**GIVEN PASSAGE**
□ □ □

Adding data to your events: context and more
There are multiple ways to add extra data to your tracked events, adding richness and value to your dataset. Each of them involves a different class from the Roku tracker.
- Event context using self-describing data: Attach event context, describing anything you like, in the form of self-describing JSONs.
- Subject: Include information about the user, or the platform on which the event occurred.
- Timestamp: Override the default event timestamp with your own timestamp.
You can attach any of these as additional arguments to the track event methods.
Event context
Event context is an incredibly powerful aspect of Snowplow tracking, which allows you to create very rich data. It is based on the same self-describing JSON schemas as the self-describing events. Using event context, you can add any details you like to your events, as long as you can describe them in a self-describing JSON schema.
Each schema will describe a single "entity". All of an event’s entities together form the event context. The event context will be sent as one field of the event, finally ending up in one column (context
) in your data storage. There is no limit to how many entities can be attached to one event.

□ □ □

**DATA SHOWN**
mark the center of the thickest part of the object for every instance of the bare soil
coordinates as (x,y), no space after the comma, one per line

□ □ □

**TASK LIST**
1/ In the passage on adding data to events, rewrite the paragraph beginning "Event context is an incredibly powerful" more briefly, keeping its main facts.
2/ Reproduce the passage on adding data to events from "- Subject: Include" to "self-describing JSON schema.".
3/ According to the passage on adding data to events, what does the Timestamp option let you do?

**TASK-BY-TASK OUTPUTS**
1/ Event context is a powerful Snowplow tracking feature for creating rich data. It uses the same self-describing JSON schemas as self-describing events and lets you add any details to your events that a self-describing JSON schema can describe.

2/
- Subject: Include information about the user, or the platform on which the event occurred.
- Timestamp: Override the default event timestamp with your own timestamp.
You can attach any of these as additional arguments to the track event methods.
Event context
Event context is an incredibly powerful aspect of Snowplow tracking, which allows you to create very rich data. It is based on the same self-describing JSON schemas as the self-describing events. Using event context, you can add any details you like to your events, as long as you can describe them in a self-describing JSON schema.

3/ It lets you override the default event timestamp with your own timestamp.